▶ [Reading text]:

Re: Retooling the Vision for Space Exploration



On Mar 5, 8:02 pm, Einar <eina...@xxxxxxxxx> wrote:
On Mar 5, 4:46 pm, Willie.Moo...@xxxxxxxxx wrote:

The United States despite its great economic success relative to the
rest of the world, is growing increasingly fragile.  Eisenhower by
promoting US investment in manufacturing overseas, and undermining US
based manufacturing, removed the basis of US wealth.  We became the
world's largest importer, where we used to be the world's largest
exporter.  This weakened the US dollar, and caused the US to go off
the gold standard.

That´s an absurd analyzis.

No its not.

The years immediatelly following the end of
WW2 were highly anomalous.

No they weren't. Europe and Japan were decimated, all their capital
and infrastructure was destroyed. America emerged in tact and fully
functioning. We had incomes that were 10 to 20 times that of the rest
of the world on a per capita basis because we didn't have bombs
falling on our factories and mines and farms.

We PRODUCED 10 to 20 times the rest of the world per capita for that
reason.

This is true of ANY nation that avoids destruction of its capital base
relative to nations that do suffer from such destruction.

The same thing happened at the end of World War 1.

Only the USA had escaped destructive
effects of the war, and hence US exporst were more or less without
competition.

It was a natural consequence of the way the war was carried out.
Precisely. I wouldn't call it anamalous. Fortunate would be a better
word. Yet, It actually supports my analysis. Eisenhower supported
legislation that promoted US investment in our former enemies -
increasing their manufacturing mining and farming base, and reducing
our per capita rates.

That situation could not have stayd that way,

So? That has nothing to do with what I said. You are saying my
analysis is faulty, but you seem to have missed the point of my
analysis totally. OBviously you are missing my point.

US capital flowed preferentially into Germany and Japan following
Eisenhower';s changes in international banking rules undermining
manufacturing mining and farming in the United States. Had the US
wanted to it could kept the older rules and the US would use its
position to maintain a strong manufacturing base that kept ahead of
the rest of the world and maintain the sterngth of the dollar.

▶ [Stored rows]:
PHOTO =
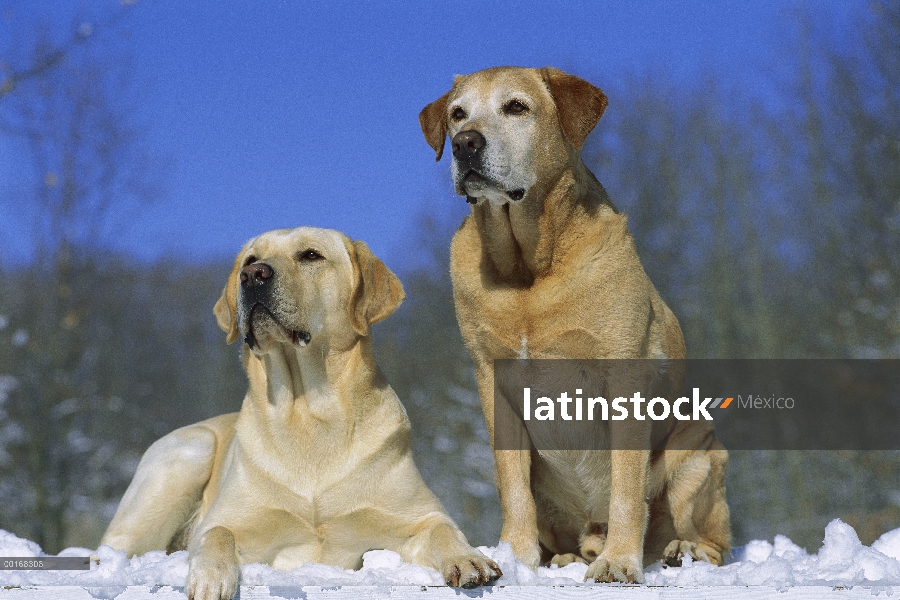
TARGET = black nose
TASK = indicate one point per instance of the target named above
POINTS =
(466, 144)
(256, 274)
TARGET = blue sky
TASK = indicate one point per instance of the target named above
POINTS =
(276, 114)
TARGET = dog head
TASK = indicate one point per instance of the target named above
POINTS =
(511, 128)
(300, 286)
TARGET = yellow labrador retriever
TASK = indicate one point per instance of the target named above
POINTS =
(544, 267)
(317, 464)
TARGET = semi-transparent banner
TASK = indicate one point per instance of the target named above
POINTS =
(748, 404)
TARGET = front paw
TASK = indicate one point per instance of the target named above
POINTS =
(678, 549)
(471, 570)
(609, 568)
(211, 578)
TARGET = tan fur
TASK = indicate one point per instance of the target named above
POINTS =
(317, 464)
(555, 275)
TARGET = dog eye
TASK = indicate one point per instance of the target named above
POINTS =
(309, 255)
(514, 107)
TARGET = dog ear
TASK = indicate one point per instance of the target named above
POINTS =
(579, 104)
(226, 307)
(377, 292)
(433, 120)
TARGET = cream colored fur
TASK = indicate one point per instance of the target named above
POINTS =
(555, 274)
(317, 464)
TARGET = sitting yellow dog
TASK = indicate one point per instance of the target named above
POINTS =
(317, 464)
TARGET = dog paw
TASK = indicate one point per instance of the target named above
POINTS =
(561, 560)
(211, 579)
(609, 569)
(527, 552)
(678, 549)
(471, 571)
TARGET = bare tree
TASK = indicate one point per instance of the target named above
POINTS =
(80, 168)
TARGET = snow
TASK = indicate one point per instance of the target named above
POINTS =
(841, 561)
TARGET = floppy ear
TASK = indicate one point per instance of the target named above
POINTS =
(377, 292)
(226, 307)
(433, 120)
(578, 104)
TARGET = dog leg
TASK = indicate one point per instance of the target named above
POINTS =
(213, 568)
(696, 493)
(621, 558)
(442, 546)
(164, 492)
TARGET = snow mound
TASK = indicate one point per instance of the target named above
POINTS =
(841, 561)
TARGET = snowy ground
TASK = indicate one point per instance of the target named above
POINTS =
(841, 561)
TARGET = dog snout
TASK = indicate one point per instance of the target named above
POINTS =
(256, 274)
(466, 145)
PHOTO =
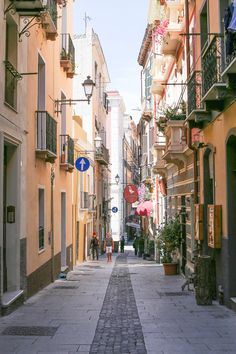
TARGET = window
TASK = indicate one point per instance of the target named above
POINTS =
(41, 84)
(204, 25)
(11, 74)
(41, 218)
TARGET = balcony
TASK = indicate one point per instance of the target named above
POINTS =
(91, 203)
(176, 143)
(66, 153)
(46, 147)
(172, 38)
(67, 58)
(11, 78)
(27, 7)
(84, 201)
(214, 90)
(49, 20)
(196, 108)
(159, 165)
(102, 155)
(160, 72)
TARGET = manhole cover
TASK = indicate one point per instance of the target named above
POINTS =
(179, 293)
(66, 287)
(29, 331)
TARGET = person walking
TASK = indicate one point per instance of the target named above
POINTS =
(109, 246)
(122, 244)
(94, 246)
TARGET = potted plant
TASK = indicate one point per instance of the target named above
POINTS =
(169, 240)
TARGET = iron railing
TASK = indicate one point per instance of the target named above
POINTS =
(84, 200)
(46, 132)
(195, 92)
(67, 48)
(41, 237)
(66, 149)
(212, 64)
(11, 78)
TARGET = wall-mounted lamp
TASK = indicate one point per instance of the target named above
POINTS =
(98, 142)
(88, 86)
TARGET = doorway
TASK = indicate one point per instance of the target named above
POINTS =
(209, 198)
(11, 241)
(231, 204)
(63, 229)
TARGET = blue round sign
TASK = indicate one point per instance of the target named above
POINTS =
(82, 164)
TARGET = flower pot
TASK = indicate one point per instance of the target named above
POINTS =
(170, 268)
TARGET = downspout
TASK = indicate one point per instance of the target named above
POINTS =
(195, 152)
(52, 225)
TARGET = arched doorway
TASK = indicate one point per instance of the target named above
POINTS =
(209, 198)
(231, 213)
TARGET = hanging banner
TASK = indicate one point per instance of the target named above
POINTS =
(131, 193)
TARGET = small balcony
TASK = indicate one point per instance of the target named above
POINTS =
(27, 7)
(67, 57)
(159, 165)
(66, 153)
(176, 143)
(84, 200)
(91, 203)
(172, 39)
(102, 155)
(196, 108)
(214, 90)
(46, 147)
(230, 59)
(11, 78)
(49, 19)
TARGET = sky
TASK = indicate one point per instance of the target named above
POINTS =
(120, 25)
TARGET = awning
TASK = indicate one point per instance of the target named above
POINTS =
(132, 224)
(145, 208)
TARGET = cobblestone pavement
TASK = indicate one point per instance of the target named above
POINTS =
(119, 329)
(115, 308)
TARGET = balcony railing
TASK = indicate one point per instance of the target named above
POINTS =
(195, 92)
(27, 7)
(91, 204)
(102, 155)
(67, 54)
(84, 200)
(46, 147)
(67, 152)
(212, 65)
(49, 19)
(11, 78)
(176, 143)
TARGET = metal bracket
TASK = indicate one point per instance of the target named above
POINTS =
(69, 102)
(29, 23)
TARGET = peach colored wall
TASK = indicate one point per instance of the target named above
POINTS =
(38, 170)
(216, 134)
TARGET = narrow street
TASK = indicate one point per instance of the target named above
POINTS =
(127, 306)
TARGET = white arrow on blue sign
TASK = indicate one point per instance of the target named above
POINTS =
(82, 164)
(114, 209)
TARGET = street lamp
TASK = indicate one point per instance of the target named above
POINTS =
(98, 142)
(117, 179)
(88, 86)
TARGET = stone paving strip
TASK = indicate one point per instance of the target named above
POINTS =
(119, 330)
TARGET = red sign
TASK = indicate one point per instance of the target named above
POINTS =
(131, 193)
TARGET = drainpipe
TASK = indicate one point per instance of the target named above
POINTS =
(195, 175)
(52, 224)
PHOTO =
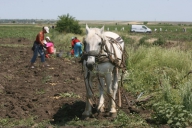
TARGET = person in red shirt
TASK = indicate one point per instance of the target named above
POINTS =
(38, 46)
(49, 45)
(76, 47)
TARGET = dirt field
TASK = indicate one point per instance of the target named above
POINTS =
(40, 92)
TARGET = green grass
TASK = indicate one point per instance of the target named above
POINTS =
(153, 70)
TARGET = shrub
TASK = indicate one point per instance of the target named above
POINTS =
(174, 115)
(159, 42)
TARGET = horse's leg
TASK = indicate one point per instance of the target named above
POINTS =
(101, 97)
(88, 108)
(110, 90)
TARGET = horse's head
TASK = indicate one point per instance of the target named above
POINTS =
(93, 45)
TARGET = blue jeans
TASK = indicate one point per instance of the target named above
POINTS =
(38, 49)
(77, 49)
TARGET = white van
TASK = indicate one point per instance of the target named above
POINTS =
(140, 28)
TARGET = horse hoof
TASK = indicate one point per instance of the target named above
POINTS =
(113, 115)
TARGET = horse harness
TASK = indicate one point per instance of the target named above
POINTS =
(101, 58)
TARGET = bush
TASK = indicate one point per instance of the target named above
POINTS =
(68, 24)
(174, 115)
(159, 42)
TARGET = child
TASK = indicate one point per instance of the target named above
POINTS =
(49, 47)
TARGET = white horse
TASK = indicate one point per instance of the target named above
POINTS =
(103, 57)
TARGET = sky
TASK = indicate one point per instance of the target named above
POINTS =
(115, 10)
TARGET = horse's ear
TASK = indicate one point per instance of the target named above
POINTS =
(87, 29)
(102, 29)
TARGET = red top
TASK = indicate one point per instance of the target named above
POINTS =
(40, 37)
(74, 41)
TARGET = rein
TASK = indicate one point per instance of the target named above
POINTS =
(101, 58)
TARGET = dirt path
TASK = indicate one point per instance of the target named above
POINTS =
(50, 93)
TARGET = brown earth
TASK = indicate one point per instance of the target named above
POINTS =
(39, 92)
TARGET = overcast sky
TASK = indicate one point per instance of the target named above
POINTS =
(126, 10)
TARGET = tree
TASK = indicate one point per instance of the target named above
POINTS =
(68, 24)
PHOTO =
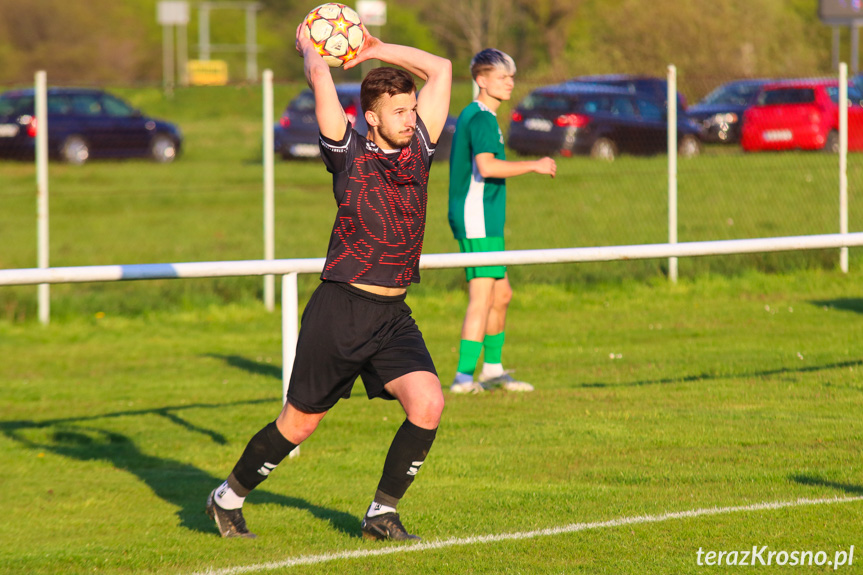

▶ [Tasks to carry out]:
1. According to the thread on retooling the vision for space exploration, what did the weakened US dollar cause the US to go off?
2. Count the lines of the rows that contain the string "street", with case counting, and give only the number.

▶ [Outputs]:
1. The gold standard.

2. 2